# Written task
Write out the passage on text line detection from "Candidate text lines obtained" to "a regular block.", word for word.

:: Document text ::

In this paper we set the value of K as 3. T6 is obtained as follows:

$$ {T}_6=\left\{\begin{array}{ll}k\prime \cdot {h}_t\hfill & \left| tg\theta \right|\le 1\hfill \\ {}k\prime \cdot {w}_t\hfill & \left| tg\theta \right|>1\hfill \end{array}\right. $$
(20)

In the above equation, ht and wt denote the height and width of CCt respectively, θ is the angle between the positive X axis and the line that links the centers of CCt and CCk and k’ = 1/3. The first and third conditions ensure that CCt is in the current line while the second condition ensures that CCs in the same line are mutually similar. If the current CC is added to S cc (L t ), then the set UL cc , the array LA cc and the average angle of the current line are updated. We repeat the procedure until all components in UL cc are processed. Then repeat to find another group of line seeds until there does not exist any group of line seeds.

For the detection of line in set L2 in Eq. 15, if the line connecting the centres of two CCs CCi and CCj fulfils the following two conditions, we consider it as a candidate text line and added it into L2: (1) It is parallel to at least one line detected in the former operation; (2) CCi is among the K-NN CCs of CCj and CCj is also among the K-NN CCs of CCi. Eventually, we obtain all candidate text lines. An example of the full candidate text line identification procedure is illustrated in Fig. 7.

Fig. 7
figure 7

Candidate text line identification. a The original image. b Detected MSERs. c The selected line seeds. d The detected candidate text lines

5 Text line filtering

Candidate text lines obtained by the former operation may not be the real text line. So we need to filter out those false ones. To this end, we use a sparse filter to be detailed below.

[33] uses a sparse classifier in [16] to classify regular image blocks into two categories: text blocks and non-text blocks. Non-text blocks are then removed. However, the method suffered from many shortcomings as follows:

  1. (1)

    They divided images into blocks with fixed size. In this case, their method could not work well when text sizes and intensities vary in a large range.

  2. (2)

    Their method can only detect text line in horizontal direction because the method cannot obtain the slant angles of the text lines by using only a regular block.

:::
:: Provided records ::

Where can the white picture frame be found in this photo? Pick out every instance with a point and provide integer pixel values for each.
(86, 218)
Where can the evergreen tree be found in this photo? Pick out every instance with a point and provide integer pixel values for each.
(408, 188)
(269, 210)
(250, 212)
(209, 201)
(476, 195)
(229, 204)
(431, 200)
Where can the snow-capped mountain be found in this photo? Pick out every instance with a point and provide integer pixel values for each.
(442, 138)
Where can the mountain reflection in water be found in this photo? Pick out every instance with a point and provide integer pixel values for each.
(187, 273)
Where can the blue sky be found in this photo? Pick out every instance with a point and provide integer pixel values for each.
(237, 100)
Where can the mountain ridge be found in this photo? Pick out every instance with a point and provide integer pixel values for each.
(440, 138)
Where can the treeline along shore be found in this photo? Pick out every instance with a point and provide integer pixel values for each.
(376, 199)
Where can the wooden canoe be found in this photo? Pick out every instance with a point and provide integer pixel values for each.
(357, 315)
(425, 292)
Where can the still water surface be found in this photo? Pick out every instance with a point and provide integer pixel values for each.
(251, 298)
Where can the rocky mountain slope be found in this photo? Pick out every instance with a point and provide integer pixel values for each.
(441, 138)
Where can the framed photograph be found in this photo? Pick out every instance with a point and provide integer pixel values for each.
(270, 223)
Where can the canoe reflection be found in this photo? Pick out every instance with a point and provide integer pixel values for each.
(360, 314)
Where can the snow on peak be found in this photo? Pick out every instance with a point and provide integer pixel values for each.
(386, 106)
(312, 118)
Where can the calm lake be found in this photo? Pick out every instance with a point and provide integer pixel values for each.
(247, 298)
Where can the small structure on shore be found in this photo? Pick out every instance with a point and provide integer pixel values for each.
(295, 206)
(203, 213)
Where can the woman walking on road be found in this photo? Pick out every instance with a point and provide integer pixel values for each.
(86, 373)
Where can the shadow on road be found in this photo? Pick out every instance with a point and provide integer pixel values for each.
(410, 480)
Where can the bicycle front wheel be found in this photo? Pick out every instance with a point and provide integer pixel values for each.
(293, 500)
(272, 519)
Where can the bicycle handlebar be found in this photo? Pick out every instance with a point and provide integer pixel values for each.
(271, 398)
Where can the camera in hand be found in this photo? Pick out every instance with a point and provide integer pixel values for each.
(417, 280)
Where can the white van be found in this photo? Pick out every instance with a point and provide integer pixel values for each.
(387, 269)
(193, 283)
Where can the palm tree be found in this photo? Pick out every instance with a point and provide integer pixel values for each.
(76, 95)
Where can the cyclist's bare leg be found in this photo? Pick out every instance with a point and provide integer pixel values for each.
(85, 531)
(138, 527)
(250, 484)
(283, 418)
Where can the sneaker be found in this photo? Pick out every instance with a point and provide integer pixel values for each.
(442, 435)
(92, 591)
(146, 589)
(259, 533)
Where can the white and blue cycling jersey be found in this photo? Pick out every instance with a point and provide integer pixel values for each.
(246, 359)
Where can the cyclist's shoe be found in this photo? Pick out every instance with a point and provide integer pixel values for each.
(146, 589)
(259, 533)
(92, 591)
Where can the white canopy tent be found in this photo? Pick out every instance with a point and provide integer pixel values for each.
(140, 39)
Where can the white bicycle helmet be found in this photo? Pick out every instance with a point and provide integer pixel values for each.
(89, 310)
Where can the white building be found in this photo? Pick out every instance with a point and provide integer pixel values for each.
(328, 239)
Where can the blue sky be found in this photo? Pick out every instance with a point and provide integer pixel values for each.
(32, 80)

:::

# Answer for the task
Candidate text lines obtained by the former operation may not be the real text line. So we need to filter out those false ones. To this end, we use a sparse filter to be detailed below.

[33] uses a sparse classifier in [16] to classify regular image blocks into two categories: text blocks and non-text blocks. Non-text blocks are then removed. However, the method suffered from many shortcomings as follows:

  1. (1)

    They divided images into blocks with fixed size. In this case, their method could not work well when text sizes and intensities vary in a large range.

  2. (2)

    Their method can only detect text line in horizontal direction because the method cannot obtain the slant angles of the text lines by using only a regular block.